◆ REQUIRED WORK
Rewrite the rows below, replacing every occurrence of "bracketed list" with "square-bracketed list" and leaving everything else unchanged. Omit the pictures from your version.

☆ ☆ ☆ ☆

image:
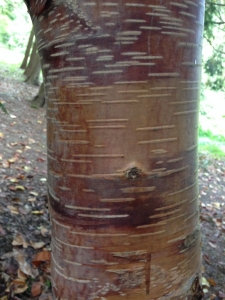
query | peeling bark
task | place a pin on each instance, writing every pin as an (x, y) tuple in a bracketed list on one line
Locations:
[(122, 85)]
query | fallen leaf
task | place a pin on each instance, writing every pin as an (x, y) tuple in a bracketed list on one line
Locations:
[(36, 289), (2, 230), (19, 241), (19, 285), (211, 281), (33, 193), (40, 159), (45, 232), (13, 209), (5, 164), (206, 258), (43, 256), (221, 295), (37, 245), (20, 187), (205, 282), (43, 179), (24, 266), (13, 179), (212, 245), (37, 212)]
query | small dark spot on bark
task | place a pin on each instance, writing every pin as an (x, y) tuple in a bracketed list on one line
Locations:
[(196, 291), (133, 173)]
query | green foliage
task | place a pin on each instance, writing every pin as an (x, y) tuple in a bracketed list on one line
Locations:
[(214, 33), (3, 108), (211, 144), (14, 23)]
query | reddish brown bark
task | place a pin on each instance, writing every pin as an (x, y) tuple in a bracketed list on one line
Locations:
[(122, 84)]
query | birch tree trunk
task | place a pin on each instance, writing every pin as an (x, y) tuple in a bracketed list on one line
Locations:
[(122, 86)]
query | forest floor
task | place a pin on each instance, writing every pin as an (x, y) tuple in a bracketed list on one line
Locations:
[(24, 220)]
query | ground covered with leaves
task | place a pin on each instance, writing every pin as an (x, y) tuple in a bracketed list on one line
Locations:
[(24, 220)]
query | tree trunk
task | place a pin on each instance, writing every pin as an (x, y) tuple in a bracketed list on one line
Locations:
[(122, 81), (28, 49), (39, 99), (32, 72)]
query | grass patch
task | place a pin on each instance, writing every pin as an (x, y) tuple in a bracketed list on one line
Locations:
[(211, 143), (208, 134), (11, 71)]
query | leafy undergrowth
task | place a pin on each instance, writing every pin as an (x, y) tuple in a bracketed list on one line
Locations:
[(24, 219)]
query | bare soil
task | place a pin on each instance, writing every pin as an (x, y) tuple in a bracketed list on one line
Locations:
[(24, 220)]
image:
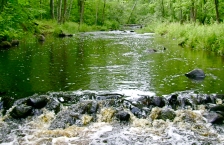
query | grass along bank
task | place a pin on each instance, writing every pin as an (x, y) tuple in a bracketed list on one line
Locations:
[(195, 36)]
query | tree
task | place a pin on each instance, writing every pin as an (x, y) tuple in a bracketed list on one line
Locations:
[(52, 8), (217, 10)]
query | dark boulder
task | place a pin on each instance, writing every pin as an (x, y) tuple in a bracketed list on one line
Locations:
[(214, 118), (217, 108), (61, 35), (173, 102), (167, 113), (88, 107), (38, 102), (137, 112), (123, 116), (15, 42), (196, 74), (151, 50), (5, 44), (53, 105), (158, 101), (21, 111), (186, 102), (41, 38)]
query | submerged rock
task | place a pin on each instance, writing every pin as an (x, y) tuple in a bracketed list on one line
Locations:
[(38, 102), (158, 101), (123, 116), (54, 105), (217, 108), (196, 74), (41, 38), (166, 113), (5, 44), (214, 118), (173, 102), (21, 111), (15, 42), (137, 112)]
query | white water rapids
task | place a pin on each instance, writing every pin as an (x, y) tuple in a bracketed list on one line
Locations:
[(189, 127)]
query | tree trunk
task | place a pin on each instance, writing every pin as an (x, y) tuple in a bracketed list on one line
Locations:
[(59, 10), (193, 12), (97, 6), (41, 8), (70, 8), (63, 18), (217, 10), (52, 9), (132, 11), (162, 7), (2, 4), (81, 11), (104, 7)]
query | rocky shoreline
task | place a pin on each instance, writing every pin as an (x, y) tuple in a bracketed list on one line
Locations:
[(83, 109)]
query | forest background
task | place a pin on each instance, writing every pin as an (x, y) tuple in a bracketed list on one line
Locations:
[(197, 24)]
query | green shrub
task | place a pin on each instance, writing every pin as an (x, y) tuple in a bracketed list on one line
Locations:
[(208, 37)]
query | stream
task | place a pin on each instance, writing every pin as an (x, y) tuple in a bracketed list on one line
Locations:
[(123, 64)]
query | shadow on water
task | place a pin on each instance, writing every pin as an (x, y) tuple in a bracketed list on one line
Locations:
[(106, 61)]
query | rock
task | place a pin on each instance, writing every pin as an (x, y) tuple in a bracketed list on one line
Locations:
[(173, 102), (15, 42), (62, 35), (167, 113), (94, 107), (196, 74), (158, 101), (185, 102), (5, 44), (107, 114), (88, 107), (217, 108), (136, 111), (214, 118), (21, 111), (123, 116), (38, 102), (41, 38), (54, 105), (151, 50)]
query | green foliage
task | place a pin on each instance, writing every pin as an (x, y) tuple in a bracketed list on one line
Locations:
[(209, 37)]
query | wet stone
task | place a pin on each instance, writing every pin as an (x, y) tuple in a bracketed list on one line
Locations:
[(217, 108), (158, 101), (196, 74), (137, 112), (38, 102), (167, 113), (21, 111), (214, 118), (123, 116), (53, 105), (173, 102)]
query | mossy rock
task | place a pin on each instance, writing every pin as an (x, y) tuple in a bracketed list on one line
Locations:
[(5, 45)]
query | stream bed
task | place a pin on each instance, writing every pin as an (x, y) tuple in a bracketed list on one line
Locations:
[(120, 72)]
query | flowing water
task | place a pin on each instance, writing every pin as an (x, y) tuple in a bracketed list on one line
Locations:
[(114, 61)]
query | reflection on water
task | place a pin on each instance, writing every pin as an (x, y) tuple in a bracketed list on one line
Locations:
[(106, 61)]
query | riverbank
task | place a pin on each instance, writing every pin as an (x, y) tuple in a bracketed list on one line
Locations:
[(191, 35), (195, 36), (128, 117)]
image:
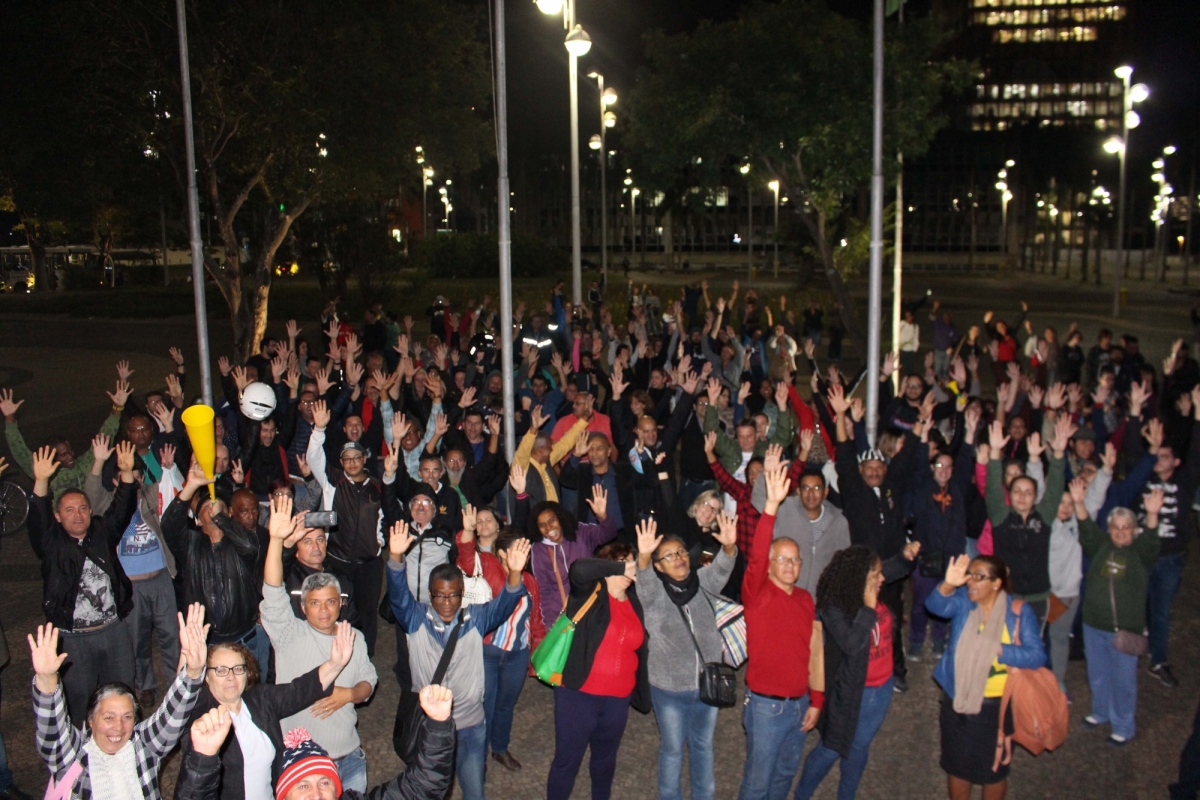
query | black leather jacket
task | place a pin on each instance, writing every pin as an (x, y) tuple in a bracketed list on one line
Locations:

☆ ☆ ☆ ☆

◆ OUTPUT OF THE EXERCISE
image:
query | peeling bark
task | place a pin on each instance, writing every pin as an (x, y) tuple in a square-bracketed list on one line
Locations:
[(122, 85)]
query | fallen leaf
task | place a pin on each instance, writing every pin as an (x, y) tuple in a square-bracketed list on one line
Locations:
[(36, 289), (2, 230), (19, 241), (19, 285), (211, 281), (33, 193), (40, 159), (45, 232), (13, 209), (5, 164), (206, 258), (43, 256), (221, 295), (37, 245), (20, 187), (205, 282), (43, 179), (24, 266), (13, 179), (212, 245), (37, 212)]
query | small dark spot on bark
task | place a pin on each instance, writing every pin as an (x, y) tuple in a square-bracketed list on one line
Locations:
[(196, 291), (133, 173)]
query | green foliage
task | place a pin on each instance, writing every pin as an (x, y) tuple in a square-bracketed list on one line
Locations:
[(214, 33), (3, 108), (211, 144), (14, 23)]
query | reddish brown bark
task | place a pin on each instance, writing every pin as an (x, y) tuple in a square-bracketed list on one line
Locations:
[(122, 84)]
query | birch tree trunk
task | place a pin on each instance, writing every pin as an (x, y) tuple in a square-bracketed list on one line
Locations:
[(122, 86)]
query | forest floor
task | place a pin on each instance, writing every pin as an (x, y) tuple in a square-bracketed list on one line
Locations:
[(24, 220)]
query | ground covered with leaves
task | place a pin on each instance, writing every pin as an (x, y) tuple in a square-bracketed list on one line
Locations:
[(24, 220)]
query | tree trunk
task | place a pin on each instance, writing every pin as an (x, y) tuple in a square-bracketed list on one line
Locations:
[(122, 81), (28, 49), (39, 99), (32, 72)]
query | grass patch
task | place a pin on each instance, writing every pin as an (x, y) tuple in a square-bracketed list on one line
Locations:
[(211, 143), (208, 134), (11, 71)]
query | leafy undergrowth
task | place a pin on each instance, writing every pin as an (x, y) tuple in a square-bracketed list on one line
Locations:
[(24, 219)]
query | bare soil
task | place a pin on each instance, writing every pin as an (x, y) tuple in a square-bracketed list on one line
Locations:
[(24, 220)]
image:
query | grass along bank
task | place a pin on each instance, writing every pin as an (x, y) tuple in a square-bracketed list on one line
Locations:
[(195, 36)]
query | tree
task | place a pin on each instance, writing every pin as an (x, y) tuple in a square-bracketed list on one line
Locations:
[(52, 8), (217, 10)]
query | dark boulder
task | place a pin on each instance, writing every pin as an (x, y) tuple in a square-bracketed list on one line
Locations:
[(214, 118), (217, 108), (61, 35), (173, 102), (167, 113), (88, 107), (38, 102), (137, 112), (123, 116), (15, 42), (196, 74), (151, 50), (5, 44), (53, 105), (158, 101), (21, 111), (186, 102), (41, 38)]
query | submerged rock
task | place a pin on each instance, writing every pin as an (x, y) tuple in a square-bracketed list on one line
Locations:
[(38, 102), (158, 101), (123, 116), (54, 105), (217, 108), (196, 74), (41, 38), (166, 113), (5, 44), (214, 118), (173, 102), (21, 111), (15, 42), (137, 112)]
query | white water rapids
task | place a pin on each instance, writing every pin as an (x, y) tuple in a square-bracketed list on one line
Locations:
[(189, 127)]
query | tree trunk
task | place a pin on each instance, writing every pin as an (x, y) tuple in a square-bracketed list on one line
Locations:
[(59, 10), (193, 12), (97, 6), (41, 8), (70, 8), (63, 18), (217, 10), (52, 9), (132, 11), (162, 7), (2, 4), (81, 11), (104, 7)]
query | rocky shoreline
task | place a pin on each instance, writing every pin as an (x, y) tuple in a square-bracketed list on one line
Locations:
[(83, 109)]
query | forest background
task | place a pin on each instance, writing every pin as an (x, y) tuple in a square-bracketed list on one line
Locations:
[(197, 24)]
query | green shrub
task | place a pin on each instance, writing every pin as an (x, y) tuple in a square-bracketed list on one line
Locations:
[(208, 37)]
query | stream
task | place a pin on each instance, writing every pin as an (x, y) tuple in a square-bracketed list on one line
Locations:
[(123, 64)]
query | shadow on water
task | place a pin on each instance, writing every pin as an (x, y) tuple in a square-bracketed list on one line
Locations:
[(106, 61)]
query | rock
task | place a pin on each instance, writing every pin as an (x, y) tuple in a square-bracketed list on one line
Locations:
[(173, 102), (15, 42), (62, 35), (167, 113), (94, 107), (196, 74), (158, 101), (185, 102), (5, 44), (107, 114), (88, 107), (217, 108), (136, 111), (214, 118), (21, 111), (123, 116), (38, 102), (41, 38), (54, 105), (151, 50)]
query | green foliage
task | place a pin on each instance, writing every pin as an (x, y) tuple in a square-bracketed list on one line
Locations:
[(209, 37)]
query | wet stone
task | place a pin on each instance, writing every pin as an (x, y) tuple in a square-bracketed list on one line
Locations:
[(217, 108), (158, 101), (196, 74), (137, 112), (38, 102), (167, 113), (21, 111), (214, 118), (123, 116), (53, 105), (173, 102)]
query | mossy rock
task | place a pin on each instance, writing every pin as an (x, y) tuple in a square-bracketed list on one line
Locations:
[(5, 45)]
query | stream bed
task | place a pin on each instance, writing every pin as an (x, y) tuple in a square-bracketed list on one line
Locations:
[(120, 72)]
query | flowing water
task | place a pin on each instance, writing every pin as an (x, y) tuple in a square-bracketed list on one line
Locations:
[(114, 61)]
query | reflection on water
task | place a pin on each instance, writing every pin as an (x, y) tuple in a square-bracketed list on one line
Locations:
[(106, 61)]
query | riverbank
task | place a pin on each instance, writing every pin as an (x, y) tuple in a square-bracketed list on one line
Locations:
[(191, 35), (195, 36), (128, 117)]
image:
query | black leather jacket
task | place a pin on each instance, writing every pin as an (x, y) tuple in a square-bracketed list on one line
Locations:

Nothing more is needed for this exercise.